## Saved data entries
---+---

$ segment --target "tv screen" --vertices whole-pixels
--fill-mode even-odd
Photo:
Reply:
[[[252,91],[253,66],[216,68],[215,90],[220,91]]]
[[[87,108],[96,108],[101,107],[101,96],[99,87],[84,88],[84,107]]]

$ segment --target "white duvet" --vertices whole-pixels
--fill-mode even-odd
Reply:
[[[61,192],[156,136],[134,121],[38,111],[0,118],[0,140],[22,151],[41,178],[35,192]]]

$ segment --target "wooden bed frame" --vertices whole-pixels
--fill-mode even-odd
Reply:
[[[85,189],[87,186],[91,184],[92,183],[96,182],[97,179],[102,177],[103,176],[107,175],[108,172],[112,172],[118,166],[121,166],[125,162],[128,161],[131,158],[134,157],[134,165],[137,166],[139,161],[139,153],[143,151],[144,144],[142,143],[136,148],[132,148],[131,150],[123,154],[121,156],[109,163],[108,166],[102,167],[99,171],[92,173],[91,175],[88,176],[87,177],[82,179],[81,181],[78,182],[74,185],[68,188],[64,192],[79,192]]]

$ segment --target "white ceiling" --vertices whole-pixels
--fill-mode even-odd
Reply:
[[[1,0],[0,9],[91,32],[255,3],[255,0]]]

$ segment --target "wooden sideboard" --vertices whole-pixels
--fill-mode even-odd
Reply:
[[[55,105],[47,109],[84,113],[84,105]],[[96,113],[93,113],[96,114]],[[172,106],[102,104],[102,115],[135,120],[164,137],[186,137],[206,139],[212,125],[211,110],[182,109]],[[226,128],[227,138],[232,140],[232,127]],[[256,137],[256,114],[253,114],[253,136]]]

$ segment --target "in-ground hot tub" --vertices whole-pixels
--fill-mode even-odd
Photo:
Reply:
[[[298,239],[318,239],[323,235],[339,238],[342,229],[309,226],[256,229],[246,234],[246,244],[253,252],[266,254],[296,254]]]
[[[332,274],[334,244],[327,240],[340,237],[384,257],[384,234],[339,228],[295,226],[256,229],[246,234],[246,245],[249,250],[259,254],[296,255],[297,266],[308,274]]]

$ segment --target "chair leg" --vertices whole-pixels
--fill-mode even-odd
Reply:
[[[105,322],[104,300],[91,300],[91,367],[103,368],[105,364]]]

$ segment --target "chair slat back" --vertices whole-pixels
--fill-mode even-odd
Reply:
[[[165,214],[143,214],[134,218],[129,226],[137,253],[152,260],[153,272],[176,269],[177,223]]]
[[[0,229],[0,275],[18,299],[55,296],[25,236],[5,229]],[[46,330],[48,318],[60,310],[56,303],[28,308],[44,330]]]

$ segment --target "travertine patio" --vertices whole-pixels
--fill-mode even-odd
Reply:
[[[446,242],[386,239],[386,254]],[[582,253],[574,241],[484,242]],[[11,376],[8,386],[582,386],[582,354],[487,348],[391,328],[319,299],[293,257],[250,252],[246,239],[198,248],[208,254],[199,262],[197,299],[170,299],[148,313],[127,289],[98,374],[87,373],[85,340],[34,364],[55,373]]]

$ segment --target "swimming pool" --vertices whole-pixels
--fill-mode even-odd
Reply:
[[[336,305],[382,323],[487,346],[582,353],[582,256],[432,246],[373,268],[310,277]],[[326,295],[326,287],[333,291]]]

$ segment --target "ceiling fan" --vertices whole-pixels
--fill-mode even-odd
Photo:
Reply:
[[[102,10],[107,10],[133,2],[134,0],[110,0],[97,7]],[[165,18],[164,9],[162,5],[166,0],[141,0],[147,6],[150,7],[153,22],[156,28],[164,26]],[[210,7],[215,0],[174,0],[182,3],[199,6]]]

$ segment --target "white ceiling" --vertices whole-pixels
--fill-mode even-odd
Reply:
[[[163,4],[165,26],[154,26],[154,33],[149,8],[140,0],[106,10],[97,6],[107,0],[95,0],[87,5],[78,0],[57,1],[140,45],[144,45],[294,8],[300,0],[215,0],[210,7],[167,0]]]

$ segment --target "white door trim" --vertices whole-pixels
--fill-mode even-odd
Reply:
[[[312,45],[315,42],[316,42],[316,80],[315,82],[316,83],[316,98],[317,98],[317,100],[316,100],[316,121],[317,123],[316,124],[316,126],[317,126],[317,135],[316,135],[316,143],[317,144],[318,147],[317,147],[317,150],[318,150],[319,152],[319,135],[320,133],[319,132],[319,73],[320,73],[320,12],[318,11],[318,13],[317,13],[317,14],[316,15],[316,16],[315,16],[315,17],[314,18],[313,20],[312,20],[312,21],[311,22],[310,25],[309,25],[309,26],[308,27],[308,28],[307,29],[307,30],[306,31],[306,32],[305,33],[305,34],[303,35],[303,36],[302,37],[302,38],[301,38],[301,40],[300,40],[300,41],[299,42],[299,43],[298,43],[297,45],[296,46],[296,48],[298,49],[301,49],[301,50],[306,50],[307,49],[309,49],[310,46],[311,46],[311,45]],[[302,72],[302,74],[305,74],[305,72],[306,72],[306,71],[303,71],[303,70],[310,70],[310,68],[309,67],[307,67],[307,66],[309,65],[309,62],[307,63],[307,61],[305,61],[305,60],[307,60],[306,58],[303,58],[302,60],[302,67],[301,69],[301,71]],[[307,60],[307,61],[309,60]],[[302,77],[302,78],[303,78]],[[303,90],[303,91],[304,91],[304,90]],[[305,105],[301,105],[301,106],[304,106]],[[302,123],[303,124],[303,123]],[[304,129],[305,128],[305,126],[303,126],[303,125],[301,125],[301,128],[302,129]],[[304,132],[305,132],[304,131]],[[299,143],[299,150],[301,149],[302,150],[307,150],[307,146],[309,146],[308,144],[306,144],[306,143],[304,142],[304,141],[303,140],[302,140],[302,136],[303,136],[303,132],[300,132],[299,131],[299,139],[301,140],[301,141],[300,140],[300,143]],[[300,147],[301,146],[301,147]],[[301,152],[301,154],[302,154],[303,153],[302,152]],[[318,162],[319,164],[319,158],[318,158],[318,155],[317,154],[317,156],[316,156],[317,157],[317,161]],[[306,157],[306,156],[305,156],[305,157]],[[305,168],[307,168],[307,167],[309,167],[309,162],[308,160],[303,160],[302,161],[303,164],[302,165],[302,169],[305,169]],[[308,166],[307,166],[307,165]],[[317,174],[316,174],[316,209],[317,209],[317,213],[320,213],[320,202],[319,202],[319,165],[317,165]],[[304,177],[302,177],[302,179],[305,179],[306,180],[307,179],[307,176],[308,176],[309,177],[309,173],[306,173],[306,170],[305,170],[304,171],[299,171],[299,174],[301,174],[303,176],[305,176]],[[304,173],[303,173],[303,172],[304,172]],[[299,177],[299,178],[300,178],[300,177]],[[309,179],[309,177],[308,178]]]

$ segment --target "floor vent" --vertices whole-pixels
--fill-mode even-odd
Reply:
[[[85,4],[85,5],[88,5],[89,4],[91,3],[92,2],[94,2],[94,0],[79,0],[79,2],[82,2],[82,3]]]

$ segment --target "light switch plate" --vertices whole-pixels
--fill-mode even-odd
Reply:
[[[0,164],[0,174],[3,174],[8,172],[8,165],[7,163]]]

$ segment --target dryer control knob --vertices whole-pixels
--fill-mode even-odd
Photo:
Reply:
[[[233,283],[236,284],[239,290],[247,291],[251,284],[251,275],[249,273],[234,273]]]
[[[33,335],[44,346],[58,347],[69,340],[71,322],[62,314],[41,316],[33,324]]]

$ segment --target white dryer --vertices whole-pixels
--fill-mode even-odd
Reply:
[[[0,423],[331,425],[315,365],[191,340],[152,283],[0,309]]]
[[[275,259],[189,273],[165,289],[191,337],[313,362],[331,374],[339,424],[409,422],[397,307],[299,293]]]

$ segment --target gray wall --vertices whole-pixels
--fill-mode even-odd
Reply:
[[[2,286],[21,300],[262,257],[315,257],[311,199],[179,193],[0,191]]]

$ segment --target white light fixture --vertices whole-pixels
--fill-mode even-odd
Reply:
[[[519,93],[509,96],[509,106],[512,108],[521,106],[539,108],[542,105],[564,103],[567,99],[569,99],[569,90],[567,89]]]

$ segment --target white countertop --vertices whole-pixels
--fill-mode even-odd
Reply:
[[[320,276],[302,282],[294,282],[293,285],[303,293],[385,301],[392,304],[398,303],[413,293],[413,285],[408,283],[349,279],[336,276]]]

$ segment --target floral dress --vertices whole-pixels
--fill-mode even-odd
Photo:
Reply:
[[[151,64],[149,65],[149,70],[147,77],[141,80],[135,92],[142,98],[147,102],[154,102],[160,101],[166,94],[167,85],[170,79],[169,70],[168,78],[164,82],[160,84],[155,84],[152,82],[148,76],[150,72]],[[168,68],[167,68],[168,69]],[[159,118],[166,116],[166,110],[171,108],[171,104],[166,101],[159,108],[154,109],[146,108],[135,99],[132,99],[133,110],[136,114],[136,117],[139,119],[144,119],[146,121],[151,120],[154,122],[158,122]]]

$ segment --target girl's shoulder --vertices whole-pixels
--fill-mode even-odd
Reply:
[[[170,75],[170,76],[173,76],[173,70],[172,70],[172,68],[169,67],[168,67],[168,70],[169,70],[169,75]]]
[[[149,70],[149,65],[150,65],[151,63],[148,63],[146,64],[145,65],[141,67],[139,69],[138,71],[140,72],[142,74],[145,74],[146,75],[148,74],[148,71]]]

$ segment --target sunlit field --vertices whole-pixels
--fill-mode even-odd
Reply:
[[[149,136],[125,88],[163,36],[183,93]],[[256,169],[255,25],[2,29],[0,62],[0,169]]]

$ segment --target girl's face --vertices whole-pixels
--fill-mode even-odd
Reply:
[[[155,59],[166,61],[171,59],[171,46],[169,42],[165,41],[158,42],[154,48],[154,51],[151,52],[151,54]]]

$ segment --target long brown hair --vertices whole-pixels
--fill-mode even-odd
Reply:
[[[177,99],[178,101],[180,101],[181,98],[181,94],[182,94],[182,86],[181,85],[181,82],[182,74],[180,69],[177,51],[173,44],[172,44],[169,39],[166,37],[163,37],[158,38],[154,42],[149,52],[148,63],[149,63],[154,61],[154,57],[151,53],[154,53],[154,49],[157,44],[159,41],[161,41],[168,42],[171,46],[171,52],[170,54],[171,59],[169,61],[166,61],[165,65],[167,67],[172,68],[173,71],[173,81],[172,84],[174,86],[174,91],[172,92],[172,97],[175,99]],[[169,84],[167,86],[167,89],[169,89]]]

---+---

## AIM OF THE TASK
Copy out the records verbatim, starting at the line that contains "hair --vertices whole-pixels" and continuing through the final line of the records, with both ends included.

## COMPLETE ANSWER
$ segment --target long brown hair --vertices whole-pixels
--fill-mode even-odd
Reply:
[[[177,99],[178,101],[180,101],[181,98],[181,94],[182,94],[182,86],[181,85],[181,82],[182,74],[180,69],[177,51],[173,44],[172,44],[169,39],[166,37],[163,37],[158,38],[154,42],[149,52],[148,63],[149,63],[154,61],[154,57],[151,53],[154,53],[154,49],[157,44],[159,41],[161,41],[168,42],[171,46],[171,52],[170,54],[171,59],[169,61],[166,61],[165,65],[167,67],[172,68],[173,71],[173,81],[172,84],[174,86],[174,91],[172,92],[172,97],[175,99]],[[169,84],[167,86],[167,89],[169,89]]]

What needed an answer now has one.